#### Instructions for the task
Write out the listing below without alteration, omitting its pictures.

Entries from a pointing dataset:
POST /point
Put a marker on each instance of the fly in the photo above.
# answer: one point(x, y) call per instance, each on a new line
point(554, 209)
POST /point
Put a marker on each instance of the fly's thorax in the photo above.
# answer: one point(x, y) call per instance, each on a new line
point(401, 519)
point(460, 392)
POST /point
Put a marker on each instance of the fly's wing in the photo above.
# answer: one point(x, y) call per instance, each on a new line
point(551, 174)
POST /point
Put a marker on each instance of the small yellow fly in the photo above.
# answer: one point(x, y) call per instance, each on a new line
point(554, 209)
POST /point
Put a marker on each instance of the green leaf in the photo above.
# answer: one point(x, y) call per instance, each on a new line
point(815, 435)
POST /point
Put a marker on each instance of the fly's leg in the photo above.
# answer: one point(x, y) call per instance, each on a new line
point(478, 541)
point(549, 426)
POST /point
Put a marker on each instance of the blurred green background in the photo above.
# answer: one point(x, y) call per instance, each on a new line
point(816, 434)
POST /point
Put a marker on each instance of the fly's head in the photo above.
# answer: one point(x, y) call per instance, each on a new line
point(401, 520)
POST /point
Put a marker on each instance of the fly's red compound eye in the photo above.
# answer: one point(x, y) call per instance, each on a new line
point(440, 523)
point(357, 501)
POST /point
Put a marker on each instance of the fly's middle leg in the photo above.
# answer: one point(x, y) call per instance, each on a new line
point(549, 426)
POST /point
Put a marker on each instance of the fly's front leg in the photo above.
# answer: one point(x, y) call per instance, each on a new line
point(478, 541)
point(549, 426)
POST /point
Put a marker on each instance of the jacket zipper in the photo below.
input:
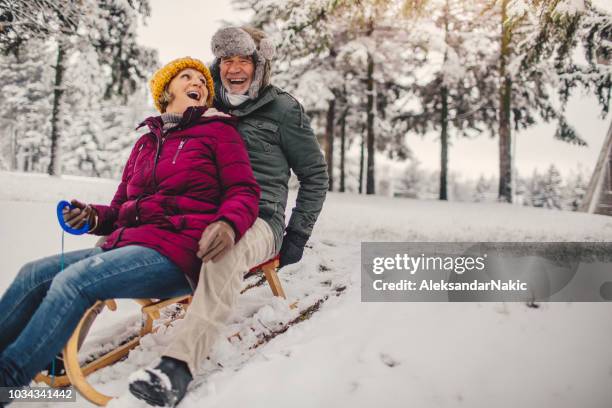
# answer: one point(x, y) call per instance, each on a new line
point(178, 150)
point(160, 143)
point(118, 238)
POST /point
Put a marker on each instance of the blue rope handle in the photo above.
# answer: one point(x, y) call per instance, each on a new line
point(61, 270)
point(60, 217)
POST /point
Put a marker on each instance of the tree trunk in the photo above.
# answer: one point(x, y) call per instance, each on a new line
point(57, 96)
point(443, 194)
point(361, 161)
point(329, 142)
point(444, 145)
point(505, 100)
point(342, 150)
point(370, 187)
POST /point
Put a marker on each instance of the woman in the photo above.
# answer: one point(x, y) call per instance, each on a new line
point(189, 171)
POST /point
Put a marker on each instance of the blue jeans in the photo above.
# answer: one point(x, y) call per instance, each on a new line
point(43, 305)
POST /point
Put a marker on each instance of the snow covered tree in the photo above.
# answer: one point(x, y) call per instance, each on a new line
point(342, 48)
point(484, 190)
point(27, 97)
point(107, 26)
point(538, 40)
point(545, 191)
point(453, 83)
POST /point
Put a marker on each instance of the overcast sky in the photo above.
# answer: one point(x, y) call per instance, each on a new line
point(184, 27)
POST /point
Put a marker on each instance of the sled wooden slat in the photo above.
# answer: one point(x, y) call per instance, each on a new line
point(269, 270)
point(76, 375)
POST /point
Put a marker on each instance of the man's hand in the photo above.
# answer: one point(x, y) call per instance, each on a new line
point(77, 217)
point(292, 248)
point(217, 239)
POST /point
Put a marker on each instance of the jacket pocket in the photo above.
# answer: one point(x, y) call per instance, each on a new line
point(178, 150)
point(260, 135)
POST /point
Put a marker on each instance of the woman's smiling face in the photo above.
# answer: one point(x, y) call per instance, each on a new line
point(187, 88)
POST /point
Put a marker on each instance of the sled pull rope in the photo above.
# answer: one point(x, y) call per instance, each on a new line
point(61, 270)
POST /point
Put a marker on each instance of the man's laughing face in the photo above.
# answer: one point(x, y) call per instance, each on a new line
point(237, 74)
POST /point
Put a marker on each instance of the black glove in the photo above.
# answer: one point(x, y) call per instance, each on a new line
point(292, 248)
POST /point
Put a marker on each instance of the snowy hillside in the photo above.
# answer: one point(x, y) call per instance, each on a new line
point(358, 354)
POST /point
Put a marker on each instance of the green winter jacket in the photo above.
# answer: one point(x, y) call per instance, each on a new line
point(279, 138)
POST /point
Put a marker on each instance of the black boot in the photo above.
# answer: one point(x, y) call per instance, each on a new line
point(151, 386)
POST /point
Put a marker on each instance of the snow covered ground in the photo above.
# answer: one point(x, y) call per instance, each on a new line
point(358, 354)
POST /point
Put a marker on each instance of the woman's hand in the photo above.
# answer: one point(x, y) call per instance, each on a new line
point(217, 239)
point(79, 215)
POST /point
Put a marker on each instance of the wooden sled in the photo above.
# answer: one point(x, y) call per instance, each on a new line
point(76, 374)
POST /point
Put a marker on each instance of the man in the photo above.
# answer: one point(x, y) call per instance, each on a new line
point(279, 139)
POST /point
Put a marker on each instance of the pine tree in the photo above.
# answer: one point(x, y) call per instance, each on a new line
point(107, 26)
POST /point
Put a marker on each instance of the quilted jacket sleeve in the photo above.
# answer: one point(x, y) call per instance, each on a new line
point(307, 162)
point(107, 214)
point(240, 191)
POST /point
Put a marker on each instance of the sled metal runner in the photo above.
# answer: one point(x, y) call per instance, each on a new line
point(76, 374)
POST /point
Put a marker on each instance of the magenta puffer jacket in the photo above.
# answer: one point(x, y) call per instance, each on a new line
point(175, 184)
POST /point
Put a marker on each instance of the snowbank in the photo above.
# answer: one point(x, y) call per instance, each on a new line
point(358, 354)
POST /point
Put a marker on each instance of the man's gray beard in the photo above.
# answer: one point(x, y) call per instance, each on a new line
point(231, 99)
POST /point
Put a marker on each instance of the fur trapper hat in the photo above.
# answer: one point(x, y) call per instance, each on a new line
point(165, 74)
point(246, 41)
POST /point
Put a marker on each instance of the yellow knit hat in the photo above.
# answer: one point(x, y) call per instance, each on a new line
point(164, 75)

#### Completed exercise
POST /point
Put a marker on each instance of the fly in the photo above.
# answer: one point(x, y) call per instance, each on a new line
point(554, 209)
POST /point
Put a marker on each instance of the fly's thorax in the photo above.
# answer: one point(x, y) call per instance, each on a new line
point(401, 519)
point(460, 392)
POST /point
Put a marker on each instance of the fly's wing in the photo above.
# answer: one point(x, y) call per instance, each on a new line
point(551, 174)
POST /point
Put a marker on each instance of the small yellow fly in the photo above.
# answer: one point(x, y) call per instance, each on a new line
point(554, 209)
POST /point
Put a marker on each instance of the green leaf in the photo above.
# answer: one point(x, y) call per instance, each on a new line
point(815, 435)
POST /point
Put a marker on each instance of the fly's leg in the photo above.
# answer: one point(x, y) call per instance, each on a new line
point(478, 541)
point(549, 426)
POST /point
Put a marker on each instance of the blurred green background in the photo above.
# answer: one point(x, y) call per instance, each on a new line
point(816, 434)
POST /point
Put a marker on each instance of the fly's head in the photo above.
# answer: one point(x, y) call per instance, each on a new line
point(401, 520)
POST /point
Put a marker on each instance of the fly's red compound eye in the photo above.
# answer: one point(x, y) call per instance, each on a new line
point(440, 523)
point(357, 501)
POST /point
Put a marker on each instance of the fly's middle leg in the photo above.
# answer: one point(x, y) call per instance, each on a new line
point(549, 426)
POST /point
Put a marker on each instance of the fly's front leg in the photo above.
# answer: one point(x, y) call per instance, each on a new line
point(478, 541)
point(549, 426)
POST /point
Put a marker on each instance of the jacket zipper in the photo below.
input:
# answer: one point(x, y) call per instance, each on a new line
point(178, 150)
point(160, 143)
point(118, 238)
POST /point
Put a marker on each instance of the blue rope handle in the photo above.
# answer: one point(x, y) call per instance, each on a new line
point(61, 270)
point(60, 217)
POST /point
Put a marker on each instance of the tree trunk in the photo above.
# answer: one point(x, y) call per instance, each on a new line
point(57, 96)
point(443, 194)
point(361, 161)
point(329, 142)
point(444, 145)
point(505, 100)
point(342, 150)
point(370, 187)
POST /point
Put a marker on each instance of the woman in the photo above.
# answer: one point(x, y) call per instance, each on a new line
point(189, 171)
POST /point
Put a marker on each instance of the blue jeans in the photo above.
# answer: one point(x, y) call per instance, each on a new line
point(43, 305)
POST /point
Put a marker on each instance of the snow covered tree in the photo above.
# answer: one point(x, y) call per instance, each on a new line
point(342, 48)
point(484, 190)
point(27, 97)
point(107, 26)
point(538, 40)
point(545, 191)
point(453, 83)
POST /point
Put a marker on each instance of the overcast sky in the photo above.
# answer: one point(x, y) call per instance, each on a new line
point(184, 27)
POST /point
Put a marker on each instance of the sled wooden slat in the photo above.
# answer: one point(x, y) call per instance, each on a new line
point(269, 270)
point(76, 375)
POST /point
Put a marker on each instance of the man's hand in the photo above.
# answer: one point(x, y) call per instance, each on a new line
point(77, 217)
point(292, 248)
point(217, 239)
POST /point
Put a marker on each instance of the jacket pocket in the photo above.
# answer: one point(x, y) call per instance, each on a new line
point(178, 150)
point(260, 135)
POST /point
Put a marker on each instance of the woman's smiling face in the photo above.
# answer: one point(x, y) call per instance, each on a new line
point(187, 88)
POST /point
Put a marker on each instance of the sled pull rope in the photo above.
# answer: one point(x, y) call per instance, each on a new line
point(61, 270)
POST /point
Put a marker on each instance of the man's laughing face in the photo above.
# answer: one point(x, y) call per instance, each on a new line
point(237, 74)
POST /point
Put a marker on each instance of the black glove in the photo above.
# answer: one point(x, y) call per instance, each on a new line
point(292, 248)
POST /point
Put a marker on each instance of the snowy hillside in the photo above.
# answer: one point(x, y) call per instance, each on a new line
point(358, 354)
POST /point
Put a marker on each instance of the green winter jacket in the photo above.
# answer: one point(x, y) call per instance, each on a new line
point(279, 138)
POST /point
Put a marker on each instance of the black boot in the photo above.
# answer: one point(x, y) call per instance, each on a new line
point(151, 386)
POST /point
Put a marker on each instance of the snow covered ground in the photo above.
# answer: one point(x, y) call per instance, each on a new line
point(358, 354)
POST /point
Put a marker on each instance of the woman's hand in the photo above.
# answer: one point(x, y) call per instance, each on a new line
point(217, 239)
point(79, 215)
POST /point
Put a marker on each instance of the wooden sled in the photo above.
# answer: one point(x, y) call per instance, each on a new line
point(76, 374)
POST /point
Put a marker on each instance of the man in the photo above.
# answer: one point(x, y) call per instance, each on a new line
point(279, 139)
POST /point
Put a marker on each instance of the pine tree in the photo above.
# answer: one point(x, y) call per instance, each on a new line
point(107, 26)
POST /point
Put a marker on each instance of the quilted jacket sleeve in the photo above.
# answer: one point(x, y) call per instance, each on a new line
point(307, 162)
point(107, 214)
point(240, 191)
POST /point
Put a marker on each instance of the sled metal runner in the photo above.
# answer: one point(x, y) call per instance, each on a new line
point(76, 374)
POST /point
Put a marker on each instance of the magenta puffer jacket in the photo above.
# answer: one point(x, y) call per instance, each on a new line
point(175, 184)
POST /point
Put a marker on each instance of the snowbank in the photo above.
# answer: one point(x, y) call per instance, each on a new line
point(358, 354)
POST /point
Put a marker on each instance of the man's gray beard in the photo above.
# answer: one point(x, y) call per instance, each on a new line
point(231, 99)
POST /point
Put a marker on each instance of the fur trapper hat in the photo above.
# answer: one point(x, y) call per instance, each on a new line
point(165, 74)
point(246, 41)
POST /point
Put a marker on each instance of the yellow knit hat in the photo above.
# answer: one point(x, y) call per instance, each on a new line
point(164, 75)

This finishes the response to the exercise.